→ Exercises to complete:
(1) In the mailing list exchange below, how long did Nick Rupley's team keep testing after applying the patch without the issue happening?
(2) Continue the mailing list exchange about the database patch from the point where it ends.

→ Passage for review:
-- Opening Marker --

Hm, good point.  Nick, if you're up for applying a hotfix you could try
grabbing the aforesaid patch and seeing if it makes things better.
If not, we're probably gonna need that test case to figure out where
things are still going wrong.

            regards, tom lane
Nick Rupley wrote:
> Hey guys, so we applied that patch, and it *appears* to have fixed the
> issue! Through our application, we basically have it to the point where we
> are able to reliably reproduce the issue within 5 minutes or so. However we
> applied the patch, ran the same tests, and it no longer happened at all,
> even after an hour of testing.
>
> We attempted to reproduce the issue in a standalone way, doing all the same
> inserts/updates in all the same transactions, but unfortunately we haven't
> yet been able to reproduce it there. I'm thinking it's likely a very
> timing-sensitive issue, and it just happens to manifest for our application
> because of race conditions, etc.

-- Closing Marker --

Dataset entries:
-- Opening Marker --

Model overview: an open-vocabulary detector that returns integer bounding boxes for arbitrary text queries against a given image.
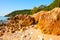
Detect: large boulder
[38,8,60,35]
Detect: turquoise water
[0,16,9,21]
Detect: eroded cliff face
[0,8,60,40]
[38,8,60,35]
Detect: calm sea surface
[0,16,9,21]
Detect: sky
[0,0,54,16]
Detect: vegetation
[6,0,60,16]
[43,0,60,11]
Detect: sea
[0,16,9,23]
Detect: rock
[38,8,60,35]
[32,11,47,23]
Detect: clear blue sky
[0,0,54,16]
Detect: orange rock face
[38,8,60,35]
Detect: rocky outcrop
[38,8,60,35]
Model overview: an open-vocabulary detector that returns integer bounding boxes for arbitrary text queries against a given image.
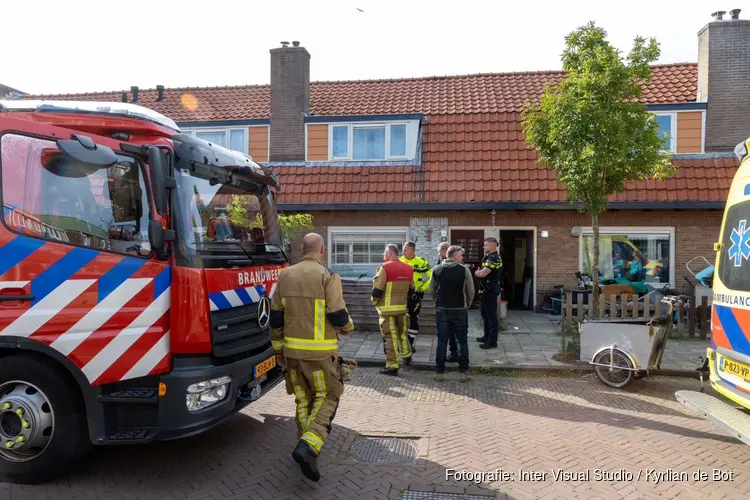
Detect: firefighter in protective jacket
[271,233,354,481]
[372,244,414,376]
[399,241,432,352]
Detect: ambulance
[0,100,288,484]
[675,139,750,444]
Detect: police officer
[271,233,354,481]
[371,244,414,376]
[399,241,432,352]
[474,237,503,349]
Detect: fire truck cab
[0,100,288,484]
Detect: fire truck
[0,100,288,484]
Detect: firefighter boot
[292,441,320,483]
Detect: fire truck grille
[211,304,271,357]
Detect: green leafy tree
[226,195,314,247]
[523,22,676,317]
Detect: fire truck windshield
[175,164,282,256]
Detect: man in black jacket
[430,245,474,382]
[435,241,458,363]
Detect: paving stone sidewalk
[340,310,710,371]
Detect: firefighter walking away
[271,233,354,481]
[372,244,414,376]
[400,241,432,352]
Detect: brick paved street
[340,310,710,371]
[0,368,750,500]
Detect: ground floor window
[328,227,409,276]
[580,227,675,293]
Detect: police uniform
[399,255,432,352]
[271,257,354,481]
[371,259,414,375]
[477,251,503,348]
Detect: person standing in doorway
[430,245,474,382]
[474,237,503,349]
[430,241,458,363]
[399,241,432,353]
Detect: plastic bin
[572,290,592,305]
[551,297,562,316]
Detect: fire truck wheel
[0,354,88,484]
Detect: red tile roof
[276,113,739,204]
[19,63,738,204]
[23,63,698,122]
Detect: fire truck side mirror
[148,220,175,252]
[148,146,175,215]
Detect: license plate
[253,356,276,378]
[721,356,750,381]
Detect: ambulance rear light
[0,100,180,133]
[734,139,750,161]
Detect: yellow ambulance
[675,139,750,444]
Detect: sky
[0,0,750,94]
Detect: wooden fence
[562,292,711,339]
[342,279,437,335]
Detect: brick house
[16,15,750,307]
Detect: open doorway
[500,229,534,309]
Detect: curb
[354,358,698,380]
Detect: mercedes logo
[258,295,271,330]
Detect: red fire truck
[0,100,288,484]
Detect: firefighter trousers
[380,314,412,370]
[284,355,344,455]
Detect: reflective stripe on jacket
[371,260,414,316]
[398,255,432,292]
[271,257,354,359]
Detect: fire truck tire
[0,354,91,484]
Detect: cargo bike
[580,295,684,389]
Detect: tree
[523,22,676,317]
[226,195,314,248]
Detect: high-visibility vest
[398,255,432,292]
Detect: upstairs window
[329,122,416,161]
[654,113,677,153]
[180,128,249,154]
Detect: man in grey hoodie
[430,245,474,382]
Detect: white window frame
[652,111,678,154]
[326,226,409,267]
[328,121,409,161]
[578,226,677,288]
[180,127,250,155]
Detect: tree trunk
[589,214,599,319]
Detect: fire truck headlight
[185,376,232,411]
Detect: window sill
[263,159,422,167]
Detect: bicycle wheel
[594,349,634,389]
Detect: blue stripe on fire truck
[208,285,266,311]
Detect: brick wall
[698,20,750,152]
[284,210,722,304]
[269,43,310,161]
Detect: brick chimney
[698,9,750,153]
[268,42,310,161]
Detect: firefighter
[371,244,414,376]
[399,241,432,353]
[271,233,354,481]
[474,237,503,349]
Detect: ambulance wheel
[0,354,89,484]
[594,349,634,389]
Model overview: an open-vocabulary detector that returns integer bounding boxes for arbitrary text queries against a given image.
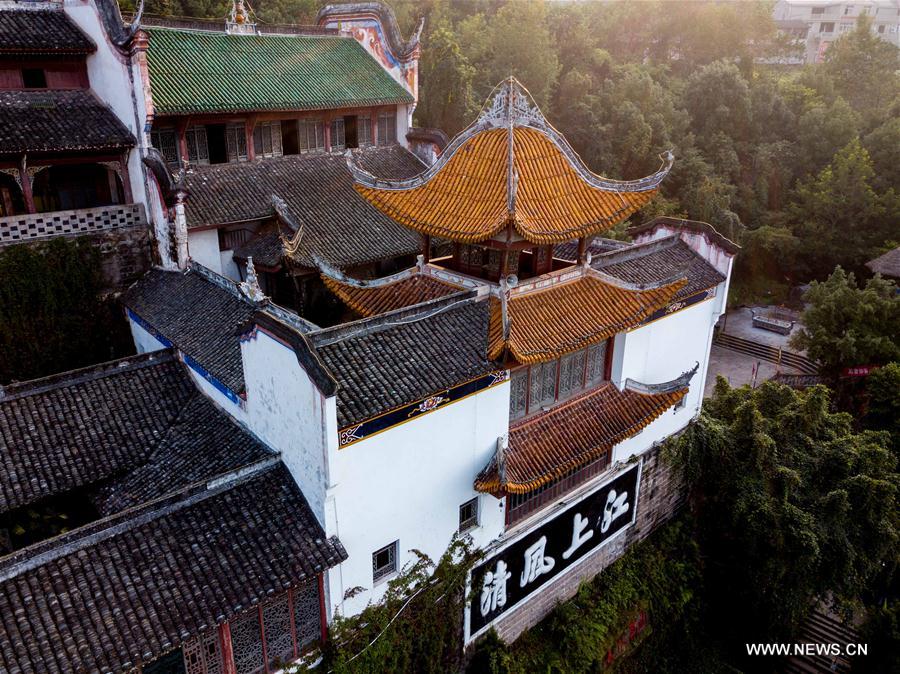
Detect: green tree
[0,238,134,383]
[669,377,900,653]
[416,25,475,136]
[791,267,900,376]
[789,138,894,277]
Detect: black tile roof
[185,145,425,267]
[122,265,315,394]
[0,464,347,674]
[591,236,725,299]
[0,90,134,154]
[0,351,272,513]
[308,295,497,428]
[0,9,97,54]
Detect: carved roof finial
[240,257,266,302]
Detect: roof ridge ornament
[239,256,267,304]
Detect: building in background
[134,3,424,284]
[774,0,900,63]
[0,0,156,287]
[125,80,737,640]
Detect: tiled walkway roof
[0,464,347,674]
[185,145,423,268]
[488,272,687,363]
[122,266,315,394]
[0,88,135,153]
[591,236,725,299]
[355,81,668,244]
[322,274,462,316]
[308,298,496,428]
[0,9,97,55]
[147,28,415,115]
[475,383,688,494]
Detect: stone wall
[494,447,685,643]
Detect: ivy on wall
[0,238,134,384]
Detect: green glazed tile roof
[147,28,413,115]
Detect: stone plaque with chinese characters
[468,464,641,638]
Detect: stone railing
[0,204,147,246]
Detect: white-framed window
[459,496,478,533]
[331,117,347,150]
[253,122,284,157]
[225,123,247,163]
[372,541,400,583]
[356,115,372,147]
[150,129,181,164]
[378,110,397,145]
[297,119,325,152]
[184,125,209,164]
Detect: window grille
[253,122,284,157]
[356,115,372,147]
[184,126,209,164]
[378,111,397,145]
[459,496,478,533]
[263,593,294,670]
[297,119,325,152]
[182,630,224,674]
[150,129,180,164]
[509,367,528,420]
[225,124,247,163]
[331,117,347,150]
[372,541,398,582]
[231,609,265,674]
[559,350,584,400]
[293,581,322,651]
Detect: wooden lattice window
[378,110,397,145]
[356,115,372,147]
[182,630,224,674]
[586,341,608,385]
[150,129,180,164]
[263,594,294,670]
[253,122,284,157]
[184,125,209,164]
[331,117,347,150]
[509,367,528,420]
[231,609,266,674]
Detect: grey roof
[0,90,134,154]
[866,246,900,279]
[185,145,425,267]
[308,295,497,428]
[0,351,271,512]
[0,9,97,54]
[0,464,347,674]
[591,236,725,299]
[123,264,315,394]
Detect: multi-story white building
[774,0,900,63]
[126,80,736,652]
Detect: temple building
[134,2,435,294]
[0,0,156,286]
[124,75,738,652]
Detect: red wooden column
[219,622,237,674]
[119,152,134,204]
[19,154,37,213]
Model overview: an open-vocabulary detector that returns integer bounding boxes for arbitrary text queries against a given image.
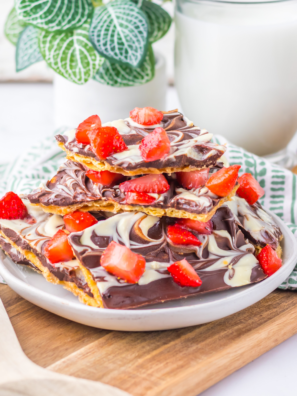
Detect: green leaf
[89,0,148,67]
[93,46,155,87]
[15,0,94,32]
[15,26,43,72]
[4,8,26,45]
[136,0,171,43]
[39,24,104,84]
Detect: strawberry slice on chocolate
[88,126,128,160]
[167,225,201,246]
[175,219,213,235]
[139,128,170,162]
[100,241,145,283]
[0,191,28,220]
[205,165,241,197]
[86,169,125,187]
[75,115,101,144]
[176,168,209,190]
[167,259,202,287]
[236,173,265,205]
[63,211,98,232]
[120,175,170,194]
[130,107,163,126]
[44,230,74,264]
[257,245,282,276]
[126,192,156,205]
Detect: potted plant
[5,0,171,126]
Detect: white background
[0,82,297,396]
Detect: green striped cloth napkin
[0,128,297,290]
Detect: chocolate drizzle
[224,196,282,249]
[28,161,221,214]
[69,207,266,309]
[56,113,226,171]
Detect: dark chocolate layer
[224,196,282,249]
[56,113,226,171]
[28,161,221,214]
[0,236,39,271]
[0,220,93,297]
[69,207,266,309]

-- Closing Marker --

→ Per-task answers:
(1) An hour.

(2)
Yes, it's extremely timing-sensitive.

> Not sure if this is relevant or not, but it looks like the duplicate rows
> continue to be inserted here and there on our production box (to which we
> haven't yet applied the hotfix). As I stated before that production box did
> have some server crashes before, but actually it hasn't had any recently
> (in the past week), and yet the duplicate rows continue to happen.

This bug is not dependent on a crash; the corruption occurs to the live
data.  Only the previous bug mentioned by Tom manifested itself during
crash recovery.

> At one point we did identify and reindex the tables that were needed,
> which worked great. But then *after* that, new duplicate rows cropped
> up, even without the server having crashed. Does that still make sense
> within the context of this bug?

Yes.  Upgrading to a fixed binary is, of course, strongly recommended.

> If we're able to create that self-contained test case (we're trying) we'll
> be sure to let you know.

Be sure to let us know if you find other bugs, too!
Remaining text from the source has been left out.